Exercise instructions:
Convert the part of the listing below that opens with the line containing "Place one point on every instance of the green leaf" and closes with the line containing "[(320, 117), (298, 225), (453, 13), (443, 57)]" into a numbered list, leaving out any blank lines.

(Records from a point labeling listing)
#####

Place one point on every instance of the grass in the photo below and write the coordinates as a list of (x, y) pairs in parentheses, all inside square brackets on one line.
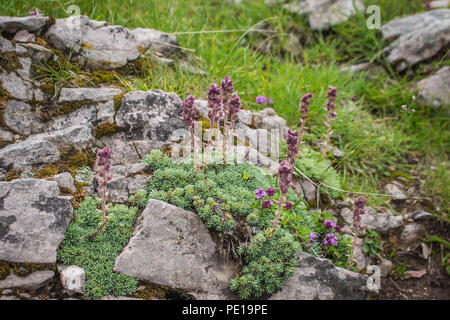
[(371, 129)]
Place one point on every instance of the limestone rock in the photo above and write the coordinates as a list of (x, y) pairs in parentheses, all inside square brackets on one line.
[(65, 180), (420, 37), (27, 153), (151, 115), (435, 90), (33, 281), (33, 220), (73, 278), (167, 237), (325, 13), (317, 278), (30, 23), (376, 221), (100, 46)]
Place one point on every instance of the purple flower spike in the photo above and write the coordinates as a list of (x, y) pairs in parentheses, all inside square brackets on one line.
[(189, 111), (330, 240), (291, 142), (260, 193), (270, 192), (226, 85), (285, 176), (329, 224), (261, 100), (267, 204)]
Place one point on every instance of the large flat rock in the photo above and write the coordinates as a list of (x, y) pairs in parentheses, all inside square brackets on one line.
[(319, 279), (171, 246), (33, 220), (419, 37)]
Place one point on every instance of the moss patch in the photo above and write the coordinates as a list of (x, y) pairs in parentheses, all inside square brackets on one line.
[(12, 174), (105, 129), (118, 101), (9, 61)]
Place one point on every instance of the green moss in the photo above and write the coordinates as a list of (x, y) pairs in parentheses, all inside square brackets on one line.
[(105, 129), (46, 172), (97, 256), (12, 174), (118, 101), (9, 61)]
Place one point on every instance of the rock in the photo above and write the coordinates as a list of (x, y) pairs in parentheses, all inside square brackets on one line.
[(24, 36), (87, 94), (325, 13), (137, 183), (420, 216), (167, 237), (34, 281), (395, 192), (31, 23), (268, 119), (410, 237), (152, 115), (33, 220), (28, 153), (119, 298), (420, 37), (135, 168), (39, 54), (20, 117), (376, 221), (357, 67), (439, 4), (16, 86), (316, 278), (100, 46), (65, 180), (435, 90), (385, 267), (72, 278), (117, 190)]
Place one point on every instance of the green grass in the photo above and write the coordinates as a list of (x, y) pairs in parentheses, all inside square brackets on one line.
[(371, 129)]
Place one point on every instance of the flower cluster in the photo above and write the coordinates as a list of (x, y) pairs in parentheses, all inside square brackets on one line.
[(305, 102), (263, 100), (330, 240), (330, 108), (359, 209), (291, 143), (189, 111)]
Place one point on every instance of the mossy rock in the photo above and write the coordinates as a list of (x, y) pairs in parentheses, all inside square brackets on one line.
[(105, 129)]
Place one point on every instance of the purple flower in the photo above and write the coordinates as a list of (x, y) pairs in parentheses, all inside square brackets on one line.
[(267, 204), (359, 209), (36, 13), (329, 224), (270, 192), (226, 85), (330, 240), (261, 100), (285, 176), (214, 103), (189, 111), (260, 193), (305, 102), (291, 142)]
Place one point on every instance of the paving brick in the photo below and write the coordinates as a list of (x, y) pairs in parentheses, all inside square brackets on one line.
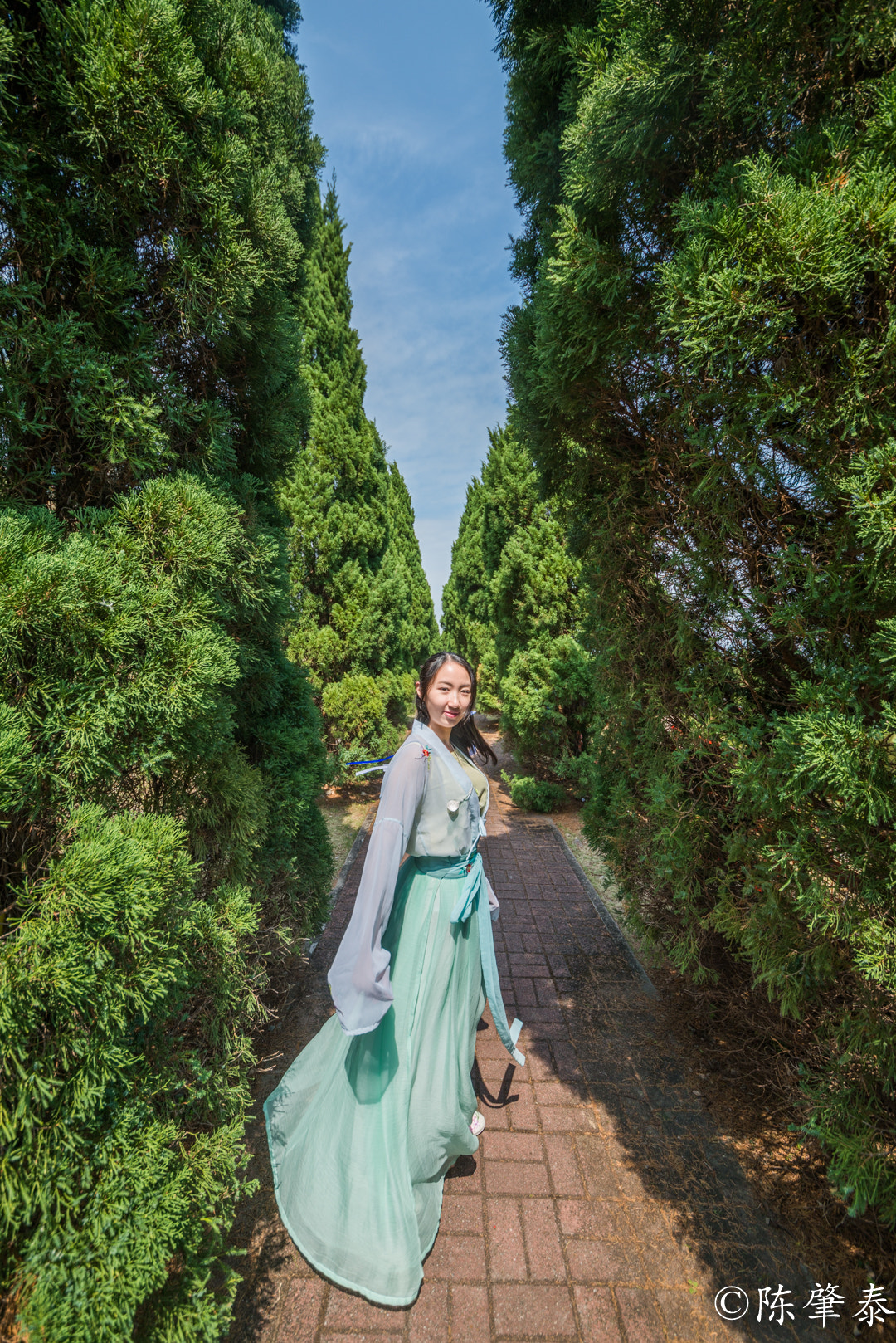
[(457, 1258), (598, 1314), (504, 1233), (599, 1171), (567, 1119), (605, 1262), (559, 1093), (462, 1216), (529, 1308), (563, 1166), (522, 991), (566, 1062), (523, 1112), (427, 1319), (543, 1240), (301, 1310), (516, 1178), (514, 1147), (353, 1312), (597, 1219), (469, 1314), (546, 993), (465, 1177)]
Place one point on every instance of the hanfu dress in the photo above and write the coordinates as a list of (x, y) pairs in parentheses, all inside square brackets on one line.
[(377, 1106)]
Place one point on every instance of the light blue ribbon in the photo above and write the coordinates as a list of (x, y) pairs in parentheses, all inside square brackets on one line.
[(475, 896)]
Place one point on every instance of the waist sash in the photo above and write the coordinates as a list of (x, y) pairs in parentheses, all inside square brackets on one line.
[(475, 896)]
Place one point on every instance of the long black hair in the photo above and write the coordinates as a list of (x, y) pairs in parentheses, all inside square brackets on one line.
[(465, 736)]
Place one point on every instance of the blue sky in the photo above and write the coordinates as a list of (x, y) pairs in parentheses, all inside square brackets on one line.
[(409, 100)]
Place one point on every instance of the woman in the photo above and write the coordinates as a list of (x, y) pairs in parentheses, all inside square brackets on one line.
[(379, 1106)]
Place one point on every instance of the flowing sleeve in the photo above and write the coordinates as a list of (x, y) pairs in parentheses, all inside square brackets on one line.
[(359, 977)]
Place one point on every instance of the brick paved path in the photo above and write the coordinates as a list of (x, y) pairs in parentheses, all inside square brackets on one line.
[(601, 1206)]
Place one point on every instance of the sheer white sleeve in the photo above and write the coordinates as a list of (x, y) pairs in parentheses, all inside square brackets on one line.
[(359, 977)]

#####

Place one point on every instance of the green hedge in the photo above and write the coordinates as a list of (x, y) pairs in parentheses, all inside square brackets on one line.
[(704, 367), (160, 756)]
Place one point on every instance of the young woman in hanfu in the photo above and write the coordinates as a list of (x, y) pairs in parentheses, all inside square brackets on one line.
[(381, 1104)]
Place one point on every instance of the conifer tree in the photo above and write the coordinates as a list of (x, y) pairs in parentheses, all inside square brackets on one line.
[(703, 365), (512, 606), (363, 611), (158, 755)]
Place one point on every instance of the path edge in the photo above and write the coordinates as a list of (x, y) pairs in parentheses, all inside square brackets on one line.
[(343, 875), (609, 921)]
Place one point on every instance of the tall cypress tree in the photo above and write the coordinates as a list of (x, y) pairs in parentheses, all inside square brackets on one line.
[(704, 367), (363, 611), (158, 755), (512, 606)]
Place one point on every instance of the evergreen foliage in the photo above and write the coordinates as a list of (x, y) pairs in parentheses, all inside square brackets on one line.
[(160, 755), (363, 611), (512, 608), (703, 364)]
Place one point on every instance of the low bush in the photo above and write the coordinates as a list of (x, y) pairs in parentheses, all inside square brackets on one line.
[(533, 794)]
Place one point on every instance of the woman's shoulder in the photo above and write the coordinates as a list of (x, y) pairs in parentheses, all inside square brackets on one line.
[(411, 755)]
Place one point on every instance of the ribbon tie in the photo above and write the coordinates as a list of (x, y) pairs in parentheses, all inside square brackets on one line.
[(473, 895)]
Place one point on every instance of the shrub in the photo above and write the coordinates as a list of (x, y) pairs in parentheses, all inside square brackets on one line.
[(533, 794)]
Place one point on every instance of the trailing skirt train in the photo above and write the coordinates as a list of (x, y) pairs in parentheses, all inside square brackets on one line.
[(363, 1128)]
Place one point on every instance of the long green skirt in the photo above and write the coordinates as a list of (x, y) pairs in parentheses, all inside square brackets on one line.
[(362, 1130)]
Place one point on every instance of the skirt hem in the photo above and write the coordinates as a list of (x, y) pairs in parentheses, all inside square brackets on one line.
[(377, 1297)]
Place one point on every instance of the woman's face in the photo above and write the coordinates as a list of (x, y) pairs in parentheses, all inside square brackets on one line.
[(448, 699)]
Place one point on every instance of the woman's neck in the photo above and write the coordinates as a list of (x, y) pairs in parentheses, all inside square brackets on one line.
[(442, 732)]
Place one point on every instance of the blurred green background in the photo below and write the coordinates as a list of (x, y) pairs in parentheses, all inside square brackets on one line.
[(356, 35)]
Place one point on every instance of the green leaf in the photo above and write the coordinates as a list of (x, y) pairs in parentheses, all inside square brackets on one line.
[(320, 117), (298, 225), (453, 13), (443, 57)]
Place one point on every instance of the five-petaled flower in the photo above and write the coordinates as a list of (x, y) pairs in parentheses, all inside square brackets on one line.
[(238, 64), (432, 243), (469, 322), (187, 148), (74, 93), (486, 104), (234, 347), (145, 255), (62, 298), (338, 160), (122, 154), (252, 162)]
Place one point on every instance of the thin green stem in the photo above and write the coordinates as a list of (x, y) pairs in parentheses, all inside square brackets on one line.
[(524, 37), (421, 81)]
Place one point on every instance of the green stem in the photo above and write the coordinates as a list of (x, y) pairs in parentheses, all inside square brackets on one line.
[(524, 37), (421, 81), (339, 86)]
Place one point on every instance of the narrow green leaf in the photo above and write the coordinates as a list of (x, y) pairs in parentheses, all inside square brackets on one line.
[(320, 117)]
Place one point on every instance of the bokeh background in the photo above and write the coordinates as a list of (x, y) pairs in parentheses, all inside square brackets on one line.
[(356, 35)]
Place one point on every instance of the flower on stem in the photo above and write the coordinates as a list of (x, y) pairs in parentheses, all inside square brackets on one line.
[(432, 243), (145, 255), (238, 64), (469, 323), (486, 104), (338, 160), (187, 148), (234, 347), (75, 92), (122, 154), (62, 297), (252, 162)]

#####

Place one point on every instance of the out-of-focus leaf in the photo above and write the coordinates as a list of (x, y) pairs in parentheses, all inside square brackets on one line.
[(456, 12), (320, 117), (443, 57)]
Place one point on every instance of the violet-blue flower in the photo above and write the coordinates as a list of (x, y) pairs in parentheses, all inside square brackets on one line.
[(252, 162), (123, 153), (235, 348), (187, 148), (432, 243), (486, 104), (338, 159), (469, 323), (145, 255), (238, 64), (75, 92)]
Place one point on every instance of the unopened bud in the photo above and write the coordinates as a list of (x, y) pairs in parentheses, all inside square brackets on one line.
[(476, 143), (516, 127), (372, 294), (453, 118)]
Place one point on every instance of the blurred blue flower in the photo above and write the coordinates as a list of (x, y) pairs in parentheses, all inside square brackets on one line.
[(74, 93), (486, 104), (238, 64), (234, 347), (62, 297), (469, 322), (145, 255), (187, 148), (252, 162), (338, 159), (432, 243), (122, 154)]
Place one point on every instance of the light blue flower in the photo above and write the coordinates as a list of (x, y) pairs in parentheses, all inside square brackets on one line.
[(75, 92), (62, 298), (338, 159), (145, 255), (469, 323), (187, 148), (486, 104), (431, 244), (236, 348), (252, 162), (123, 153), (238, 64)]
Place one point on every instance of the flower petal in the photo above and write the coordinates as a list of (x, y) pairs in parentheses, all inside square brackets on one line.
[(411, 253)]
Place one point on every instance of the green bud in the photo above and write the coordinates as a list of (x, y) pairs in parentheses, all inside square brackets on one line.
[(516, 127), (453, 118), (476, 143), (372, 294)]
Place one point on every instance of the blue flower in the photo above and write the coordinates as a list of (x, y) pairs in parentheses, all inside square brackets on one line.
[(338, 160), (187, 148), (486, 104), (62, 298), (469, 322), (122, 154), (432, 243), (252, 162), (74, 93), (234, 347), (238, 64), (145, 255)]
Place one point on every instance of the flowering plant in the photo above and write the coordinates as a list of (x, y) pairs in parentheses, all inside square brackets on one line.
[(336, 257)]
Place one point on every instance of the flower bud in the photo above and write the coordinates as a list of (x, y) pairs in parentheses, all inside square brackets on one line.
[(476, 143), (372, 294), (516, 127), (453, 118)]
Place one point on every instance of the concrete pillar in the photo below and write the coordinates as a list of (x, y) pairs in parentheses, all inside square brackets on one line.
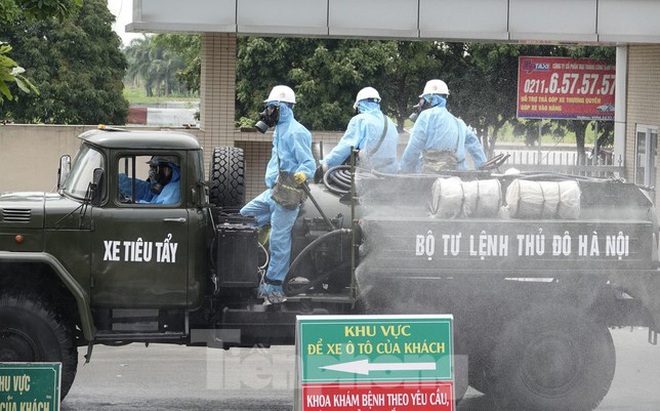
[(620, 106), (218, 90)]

#####

Result of the task:
1. Place one point on every instance of the green leaf in the photo above and write the coordinates as a list of (x, y) pairs in parentheses, all inside square brackets on one line.
2. [(320, 117), (298, 225), (453, 13), (443, 57)]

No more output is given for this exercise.